Jetzt kommt H2 ins Spiel und auf einmal beruhigt sich das Bild. Eine Systemumstellung auf Wasserstoff ist schon heute möglich mit verhältnismäßig wenig aufwand. Tankstellen werden umgerüstet, die Infrastruktur bleibt weitestgehend gleich. Es müssen kaum technische Hürden überwunden werden, welche "vielleicht irgendwann mal in der Zukunft“ möglich sind. Man muss lediglich für eine Co2 neutrale Herstellung sorgen und die Tankstellen umrüsten. Fertig!
H2 hat sogar noch einen tollen anderen Nebeneffekt, jeder kann theoretisch H2 fahren, H2 kann auch in alten Verbrennern eingesetzt werden was eine ganze Autokultur am Leben halten kann.
Einen kompletten Systemwechsel sehe ich beim E-Auto in absehbarer Zeit nicht. „Ja, aber es kann ja ein Teil der Bevölkerung…“ Ist nicht zielführend und führt nur zu dem Effekt, dass nichts richtig gemacht wird.
Das E-Auto ist ein Bremser des Systemwechsels, die volle Konzentration auf H2 wird für einen schnelleren Wechsel sorgen. Toyota fährt hier einen mutigen Weg, den ich als richtig erachte, die volle Konzentration auf die Technologie, die am ehesten allen Ansprüchen gerecht werden kann.
Nun möchte ich noch etwas zu mir als Fahrer sagen, denn wie gesagt, der Umweltaspekt ist bei mir nur nebensächlich.
E-Autos fahren sich toll, ich mag die Stille, ich mag den Durchzug.

> Aufgelistete Einträge
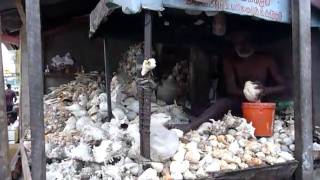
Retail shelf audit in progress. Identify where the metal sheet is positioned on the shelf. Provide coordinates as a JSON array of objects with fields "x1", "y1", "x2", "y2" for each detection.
[
  {"x1": 26, "y1": 0, "x2": 46, "y2": 180},
  {"x1": 292, "y1": 0, "x2": 313, "y2": 180},
  {"x1": 0, "y1": 16, "x2": 11, "y2": 180}
]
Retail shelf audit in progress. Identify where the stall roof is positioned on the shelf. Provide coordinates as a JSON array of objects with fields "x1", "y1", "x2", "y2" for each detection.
[{"x1": 90, "y1": 0, "x2": 320, "y2": 36}]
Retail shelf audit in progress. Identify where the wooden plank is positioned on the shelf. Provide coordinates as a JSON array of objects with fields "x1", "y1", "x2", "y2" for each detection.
[
  {"x1": 20, "y1": 141, "x2": 32, "y2": 180},
  {"x1": 138, "y1": 11, "x2": 152, "y2": 158},
  {"x1": 10, "y1": 145, "x2": 20, "y2": 171},
  {"x1": 26, "y1": 0, "x2": 46, "y2": 180},
  {"x1": 0, "y1": 15, "x2": 11, "y2": 180},
  {"x1": 103, "y1": 38, "x2": 112, "y2": 121},
  {"x1": 20, "y1": 25, "x2": 30, "y2": 139},
  {"x1": 291, "y1": 0, "x2": 313, "y2": 180}
]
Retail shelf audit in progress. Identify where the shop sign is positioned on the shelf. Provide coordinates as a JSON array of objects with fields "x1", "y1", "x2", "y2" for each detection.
[{"x1": 163, "y1": 0, "x2": 291, "y2": 23}]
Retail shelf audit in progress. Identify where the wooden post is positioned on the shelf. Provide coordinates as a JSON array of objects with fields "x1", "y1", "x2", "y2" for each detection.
[
  {"x1": 26, "y1": 0, "x2": 46, "y2": 180},
  {"x1": 0, "y1": 15, "x2": 11, "y2": 180},
  {"x1": 20, "y1": 25, "x2": 30, "y2": 139},
  {"x1": 291, "y1": 0, "x2": 313, "y2": 180},
  {"x1": 138, "y1": 10, "x2": 152, "y2": 158},
  {"x1": 103, "y1": 38, "x2": 112, "y2": 121}
]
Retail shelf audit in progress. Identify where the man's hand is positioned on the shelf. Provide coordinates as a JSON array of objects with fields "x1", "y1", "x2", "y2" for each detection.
[
  {"x1": 254, "y1": 81, "x2": 266, "y2": 100},
  {"x1": 243, "y1": 81, "x2": 265, "y2": 102}
]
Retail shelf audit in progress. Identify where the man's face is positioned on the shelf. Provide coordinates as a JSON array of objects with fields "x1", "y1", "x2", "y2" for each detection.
[{"x1": 233, "y1": 34, "x2": 255, "y2": 58}]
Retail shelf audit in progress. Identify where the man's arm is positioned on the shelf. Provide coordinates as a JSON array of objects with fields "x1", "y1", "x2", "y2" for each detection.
[
  {"x1": 264, "y1": 59, "x2": 286, "y2": 96},
  {"x1": 223, "y1": 59, "x2": 243, "y2": 96}
]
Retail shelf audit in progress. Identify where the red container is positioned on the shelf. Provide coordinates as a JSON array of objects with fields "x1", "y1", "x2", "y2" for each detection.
[{"x1": 242, "y1": 103, "x2": 276, "y2": 137}]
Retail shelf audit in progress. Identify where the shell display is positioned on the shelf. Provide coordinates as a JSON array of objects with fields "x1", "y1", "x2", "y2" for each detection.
[{"x1": 44, "y1": 46, "x2": 296, "y2": 180}]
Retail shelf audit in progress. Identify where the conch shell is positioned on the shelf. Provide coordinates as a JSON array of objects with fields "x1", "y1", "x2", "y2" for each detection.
[
  {"x1": 141, "y1": 58, "x2": 157, "y2": 76},
  {"x1": 243, "y1": 81, "x2": 261, "y2": 102}
]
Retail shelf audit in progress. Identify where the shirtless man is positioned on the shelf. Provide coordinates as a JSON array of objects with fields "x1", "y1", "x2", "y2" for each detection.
[{"x1": 176, "y1": 32, "x2": 285, "y2": 131}]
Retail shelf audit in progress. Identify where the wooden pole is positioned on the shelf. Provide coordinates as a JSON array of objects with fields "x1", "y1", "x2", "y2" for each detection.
[
  {"x1": 20, "y1": 25, "x2": 30, "y2": 139},
  {"x1": 26, "y1": 0, "x2": 46, "y2": 180},
  {"x1": 138, "y1": 10, "x2": 152, "y2": 158},
  {"x1": 0, "y1": 15, "x2": 11, "y2": 180},
  {"x1": 291, "y1": 0, "x2": 313, "y2": 180},
  {"x1": 103, "y1": 38, "x2": 112, "y2": 121}
]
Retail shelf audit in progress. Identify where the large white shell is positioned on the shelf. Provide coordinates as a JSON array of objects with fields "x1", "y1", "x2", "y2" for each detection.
[
  {"x1": 243, "y1": 81, "x2": 261, "y2": 102},
  {"x1": 170, "y1": 161, "x2": 190, "y2": 174},
  {"x1": 68, "y1": 142, "x2": 92, "y2": 161},
  {"x1": 63, "y1": 116, "x2": 77, "y2": 132},
  {"x1": 151, "y1": 162, "x2": 164, "y2": 173},
  {"x1": 138, "y1": 168, "x2": 160, "y2": 180},
  {"x1": 92, "y1": 140, "x2": 112, "y2": 163}
]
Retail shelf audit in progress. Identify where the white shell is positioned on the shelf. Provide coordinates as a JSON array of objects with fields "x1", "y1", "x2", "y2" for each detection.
[
  {"x1": 185, "y1": 150, "x2": 201, "y2": 164},
  {"x1": 170, "y1": 129, "x2": 183, "y2": 138},
  {"x1": 151, "y1": 162, "x2": 163, "y2": 173},
  {"x1": 172, "y1": 147, "x2": 187, "y2": 161},
  {"x1": 92, "y1": 140, "x2": 112, "y2": 163},
  {"x1": 183, "y1": 170, "x2": 197, "y2": 179},
  {"x1": 141, "y1": 58, "x2": 157, "y2": 76},
  {"x1": 170, "y1": 161, "x2": 190, "y2": 174},
  {"x1": 243, "y1": 81, "x2": 260, "y2": 102},
  {"x1": 63, "y1": 116, "x2": 77, "y2": 132},
  {"x1": 138, "y1": 168, "x2": 160, "y2": 180},
  {"x1": 68, "y1": 142, "x2": 92, "y2": 161},
  {"x1": 205, "y1": 159, "x2": 221, "y2": 173}
]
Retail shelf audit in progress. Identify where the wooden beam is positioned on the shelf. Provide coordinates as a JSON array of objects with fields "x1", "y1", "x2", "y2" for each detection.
[
  {"x1": 291, "y1": 0, "x2": 313, "y2": 180},
  {"x1": 1, "y1": 34, "x2": 20, "y2": 46},
  {"x1": 19, "y1": 25, "x2": 30, "y2": 139},
  {"x1": 20, "y1": 141, "x2": 34, "y2": 180},
  {"x1": 26, "y1": 0, "x2": 46, "y2": 180},
  {"x1": 0, "y1": 15, "x2": 11, "y2": 180},
  {"x1": 138, "y1": 11, "x2": 152, "y2": 158},
  {"x1": 103, "y1": 37, "x2": 112, "y2": 121}
]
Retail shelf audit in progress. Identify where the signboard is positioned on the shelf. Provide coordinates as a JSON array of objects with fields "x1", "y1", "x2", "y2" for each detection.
[{"x1": 163, "y1": 0, "x2": 291, "y2": 23}]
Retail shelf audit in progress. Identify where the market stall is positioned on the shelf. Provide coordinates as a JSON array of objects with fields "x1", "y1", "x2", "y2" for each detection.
[{"x1": 0, "y1": 1, "x2": 318, "y2": 179}]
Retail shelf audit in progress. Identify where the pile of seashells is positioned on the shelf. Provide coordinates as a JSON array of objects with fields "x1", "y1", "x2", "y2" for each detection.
[
  {"x1": 44, "y1": 44, "x2": 294, "y2": 180},
  {"x1": 44, "y1": 74, "x2": 188, "y2": 179},
  {"x1": 45, "y1": 70, "x2": 294, "y2": 180}
]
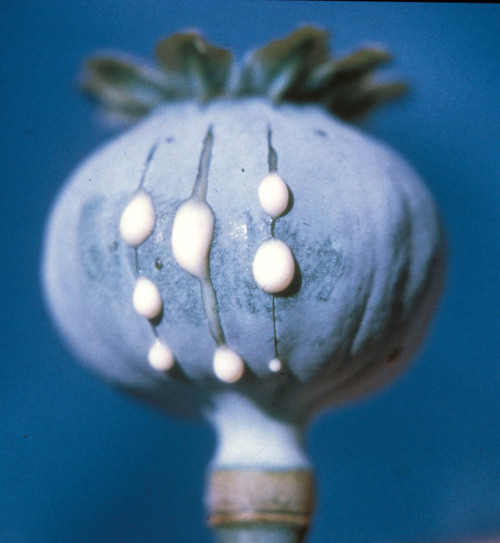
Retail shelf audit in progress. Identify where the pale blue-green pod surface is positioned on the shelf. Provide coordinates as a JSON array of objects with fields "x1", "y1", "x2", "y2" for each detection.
[{"x1": 43, "y1": 98, "x2": 444, "y2": 436}]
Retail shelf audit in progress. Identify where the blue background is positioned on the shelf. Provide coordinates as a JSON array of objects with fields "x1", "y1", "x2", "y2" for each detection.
[{"x1": 0, "y1": 4, "x2": 500, "y2": 543}]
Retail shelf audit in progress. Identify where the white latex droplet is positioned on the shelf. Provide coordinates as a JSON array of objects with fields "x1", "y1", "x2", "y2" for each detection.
[
  {"x1": 120, "y1": 190, "x2": 156, "y2": 247},
  {"x1": 269, "y1": 358, "x2": 283, "y2": 373},
  {"x1": 148, "y1": 339, "x2": 175, "y2": 371},
  {"x1": 172, "y1": 199, "x2": 215, "y2": 279},
  {"x1": 258, "y1": 172, "x2": 290, "y2": 219},
  {"x1": 213, "y1": 345, "x2": 245, "y2": 383},
  {"x1": 132, "y1": 277, "x2": 163, "y2": 319},
  {"x1": 253, "y1": 238, "x2": 295, "y2": 294}
]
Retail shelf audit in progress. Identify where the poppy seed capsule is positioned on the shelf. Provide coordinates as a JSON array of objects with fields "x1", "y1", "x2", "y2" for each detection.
[{"x1": 43, "y1": 27, "x2": 445, "y2": 543}]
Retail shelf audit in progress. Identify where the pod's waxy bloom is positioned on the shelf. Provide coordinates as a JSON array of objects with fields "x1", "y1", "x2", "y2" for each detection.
[{"x1": 43, "y1": 28, "x2": 444, "y2": 540}]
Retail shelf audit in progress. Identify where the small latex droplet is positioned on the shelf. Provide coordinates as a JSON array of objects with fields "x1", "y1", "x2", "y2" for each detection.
[
  {"x1": 213, "y1": 345, "x2": 245, "y2": 383},
  {"x1": 258, "y1": 172, "x2": 290, "y2": 219},
  {"x1": 148, "y1": 339, "x2": 175, "y2": 371},
  {"x1": 269, "y1": 358, "x2": 283, "y2": 373},
  {"x1": 253, "y1": 238, "x2": 295, "y2": 294},
  {"x1": 120, "y1": 190, "x2": 156, "y2": 247},
  {"x1": 132, "y1": 277, "x2": 163, "y2": 319}
]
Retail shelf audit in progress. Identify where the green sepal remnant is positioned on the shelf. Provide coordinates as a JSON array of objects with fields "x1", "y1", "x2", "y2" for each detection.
[{"x1": 82, "y1": 26, "x2": 406, "y2": 122}]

> Details zur Aufgabe
Führe den Text über Wasserstoff und E-Autos nach seinem letzten Satz weiter.

> Ergebnis der Übung
Aber: Autofahren bedeutet für mich Freiheit. Ich will zu jederzeit hinfahren wohin ich will mit so wenig Stopps wie ich will. Ich will, wenn ich in Hamburg bin und meine Schwester mich nachts um 2 weinend aus München anruft, in mein Auto steigen und non-Stop durch die Nacht fahren. Ich will auf meine Kykladeninsel in mein Berghaus fahren, wo der Wagen am Straßenrand weit weg vom Haus steht. Ich will mir morgen mein Zelt schnappen können und irgendwo ins nirgendwo fahren können ohne zu planen!
Das E-Auto passt nicht zu mir, wie es zu vielen Menschen nicht passt.
Dazu kommt, dass ich vom E-Auto nicht überzeugt bin, was auch meinen Willen den eigenen Komfort einzuschränken reduziert.
Dennoch begeistert mich ein E-Auto, aus technologischer Sicht. Glauben tu ich an die Technologie nicht. Vielleicht liege ich falsch, für mich ist es aber eine Technologie die in die Sackgasse führt. Ich habe aber kein Problem damit falsch zu liegen, ich schaue gespannt in die Zukunft.
Grüße!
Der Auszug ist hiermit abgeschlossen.